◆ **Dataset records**
Start
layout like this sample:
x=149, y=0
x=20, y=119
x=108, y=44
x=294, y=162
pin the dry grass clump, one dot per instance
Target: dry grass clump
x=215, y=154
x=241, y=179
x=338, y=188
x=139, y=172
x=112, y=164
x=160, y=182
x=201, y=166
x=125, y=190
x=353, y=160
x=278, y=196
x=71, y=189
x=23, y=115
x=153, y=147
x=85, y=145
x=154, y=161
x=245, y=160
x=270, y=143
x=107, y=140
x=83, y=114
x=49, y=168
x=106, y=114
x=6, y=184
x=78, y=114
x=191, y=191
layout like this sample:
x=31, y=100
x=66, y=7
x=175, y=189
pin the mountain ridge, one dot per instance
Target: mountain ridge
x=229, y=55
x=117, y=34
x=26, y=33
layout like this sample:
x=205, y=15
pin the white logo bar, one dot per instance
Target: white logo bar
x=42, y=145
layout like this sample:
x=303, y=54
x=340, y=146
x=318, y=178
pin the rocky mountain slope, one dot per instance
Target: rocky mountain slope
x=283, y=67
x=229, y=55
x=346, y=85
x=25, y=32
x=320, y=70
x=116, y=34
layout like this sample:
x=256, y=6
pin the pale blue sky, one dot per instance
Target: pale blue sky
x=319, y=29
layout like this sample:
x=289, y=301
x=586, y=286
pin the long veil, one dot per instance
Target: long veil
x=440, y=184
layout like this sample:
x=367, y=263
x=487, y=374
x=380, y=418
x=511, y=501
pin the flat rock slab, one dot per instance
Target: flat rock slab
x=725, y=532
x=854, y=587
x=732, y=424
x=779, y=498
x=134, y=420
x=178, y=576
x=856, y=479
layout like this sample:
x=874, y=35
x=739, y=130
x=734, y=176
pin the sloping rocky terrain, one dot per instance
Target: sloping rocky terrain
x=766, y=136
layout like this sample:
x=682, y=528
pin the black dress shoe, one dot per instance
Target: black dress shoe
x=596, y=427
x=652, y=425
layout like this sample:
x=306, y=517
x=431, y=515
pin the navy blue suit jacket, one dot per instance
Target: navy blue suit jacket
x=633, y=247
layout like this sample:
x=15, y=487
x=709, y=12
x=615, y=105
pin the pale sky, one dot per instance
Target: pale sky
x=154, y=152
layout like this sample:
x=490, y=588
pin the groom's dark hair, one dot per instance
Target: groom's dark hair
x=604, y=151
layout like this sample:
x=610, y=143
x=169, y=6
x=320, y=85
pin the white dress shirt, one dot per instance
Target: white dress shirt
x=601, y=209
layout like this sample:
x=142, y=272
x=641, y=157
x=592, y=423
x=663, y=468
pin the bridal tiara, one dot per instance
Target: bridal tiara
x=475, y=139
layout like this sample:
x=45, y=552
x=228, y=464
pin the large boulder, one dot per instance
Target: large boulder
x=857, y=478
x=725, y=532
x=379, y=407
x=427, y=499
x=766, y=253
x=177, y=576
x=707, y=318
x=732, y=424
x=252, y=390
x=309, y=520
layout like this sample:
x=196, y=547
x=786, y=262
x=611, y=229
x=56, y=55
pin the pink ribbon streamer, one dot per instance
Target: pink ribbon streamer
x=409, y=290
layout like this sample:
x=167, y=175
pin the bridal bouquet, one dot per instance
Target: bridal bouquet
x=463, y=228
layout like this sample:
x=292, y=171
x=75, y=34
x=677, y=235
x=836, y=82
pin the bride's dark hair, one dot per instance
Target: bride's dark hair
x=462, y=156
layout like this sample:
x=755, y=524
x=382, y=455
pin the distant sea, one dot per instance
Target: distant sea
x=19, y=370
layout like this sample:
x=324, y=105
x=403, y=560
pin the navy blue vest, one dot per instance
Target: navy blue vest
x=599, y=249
End
◆ **What to do**
Present every line of the records above as a numbered list, omitting any blank lines.

◆ **Result for this exercise**
1. layout like this sample:
2. x=149, y=0
3. x=20, y=119
4. x=108, y=44
5. x=294, y=162
6. pin the dry grass clump, one dot per instance
7. Target: dry grass clump
8. x=215, y=154
9. x=241, y=179
10. x=338, y=188
11. x=139, y=172
12. x=112, y=164
13. x=160, y=182
14. x=201, y=166
15. x=125, y=190
16. x=353, y=160
17. x=278, y=196
18. x=71, y=189
19. x=23, y=115
20. x=153, y=147
21. x=85, y=145
22. x=154, y=161
23. x=245, y=160
24. x=270, y=143
25. x=107, y=140
26. x=83, y=114
27. x=49, y=168
28. x=106, y=114
29. x=6, y=184
30. x=78, y=114
31. x=191, y=191
32. layout like this sample:
33. x=31, y=100
34. x=66, y=7
35. x=175, y=189
36. pin the mountain ridge, one dot per instance
37. Target: mountain ridge
38. x=229, y=55
39. x=117, y=34
40. x=26, y=33
41. layout like this sample:
42. x=205, y=15
43. pin the white logo bar, one dot per instance
44. Target: white logo bar
45. x=42, y=145
46. layout like this sample:
47. x=303, y=54
48. x=340, y=146
49. x=318, y=178
50. pin the rocky mountain slope, one dot per instance
51. Target: rocky mountain slope
52. x=283, y=67
53. x=229, y=55
54. x=346, y=85
55. x=25, y=32
56. x=320, y=70
57. x=116, y=34
58. layout like this sample:
59. x=256, y=6
60. pin the pale blue sky, one dot per instance
61. Target: pale blue sky
62. x=319, y=29
63. layout like this sample:
64. x=289, y=301
65. x=586, y=286
66. pin the long veil, one dot per instance
67. Target: long veil
68. x=440, y=184
69. layout like this sample:
70. x=367, y=263
71. x=487, y=374
72. x=380, y=418
73. x=511, y=501
74. pin the flat rock slab, one dot per instance
75. Target: flat rock slab
76. x=725, y=532
77. x=854, y=587
78. x=732, y=424
79. x=779, y=498
80. x=134, y=420
81. x=178, y=576
82. x=856, y=479
83. layout like this sample:
84. x=874, y=35
85. x=739, y=130
86. x=734, y=176
87. pin the sloping rocky terrain, one dot per instance
88. Target: sloping rocky terrain
89. x=766, y=136
90. layout like this sample:
91. x=682, y=528
92. pin the black dress shoe, one dot per instance
93. Target: black dress shoe
94. x=596, y=427
95. x=652, y=425
96. layout like this sample:
97. x=306, y=517
98. x=431, y=515
99. pin the navy blue suit jacket, one dot per instance
100. Target: navy blue suit jacket
101. x=633, y=247
102. layout like this sample:
103. x=15, y=487
104. x=709, y=12
105. x=615, y=105
106. pin the pale sky, one dot per instance
107. Target: pale sky
108. x=154, y=152
109. layout like this sample:
110. x=490, y=588
111. pin the groom's dark hair, one dot per instance
112. Target: groom's dark hair
113. x=604, y=151
114. layout like this sample:
115. x=610, y=143
116. x=169, y=6
117. x=320, y=85
118. pin the white dress shirt, one dot per instance
119. Target: white dress shirt
120. x=601, y=209
121. layout like this sample:
122. x=142, y=272
123. x=641, y=157
124. x=592, y=423
125. x=663, y=468
126. pin the bridal tiara, one dot per instance
127. Target: bridal tiara
128. x=475, y=139
129. layout like this sample:
130. x=45, y=552
131. x=228, y=464
132. pin the large boulder, one dot per instance
133. Target: large boulder
134. x=857, y=478
135. x=725, y=532
136. x=379, y=407
137. x=427, y=499
138. x=766, y=253
139. x=177, y=576
140. x=707, y=318
141. x=732, y=424
142. x=252, y=390
143. x=309, y=520
144. layout like this sample:
145. x=196, y=547
146. x=786, y=262
147. x=611, y=229
148. x=56, y=55
149. pin the pink ribbon streamer, one dot per instance
150. Target: pink ribbon streamer
151. x=409, y=290
152. layout like this sample:
153. x=167, y=175
154. pin the bridal bouquet, one dot per instance
155. Target: bridal bouquet
156. x=463, y=228
157. layout like this sample:
158. x=292, y=171
159. x=75, y=34
160. x=677, y=235
161. x=836, y=82
162. pin the bride's dark hair, one dot per instance
163. Target: bride's dark hair
164. x=462, y=156
165. layout like this sample:
166. x=755, y=524
167. x=382, y=455
168. pin the distant sea, one dot per instance
169. Target: distant sea
170. x=19, y=370
171. layout like this sample:
172. x=324, y=105
173. x=403, y=560
174. pin the navy blue vest, one dot per instance
175. Target: navy blue vest
176. x=599, y=249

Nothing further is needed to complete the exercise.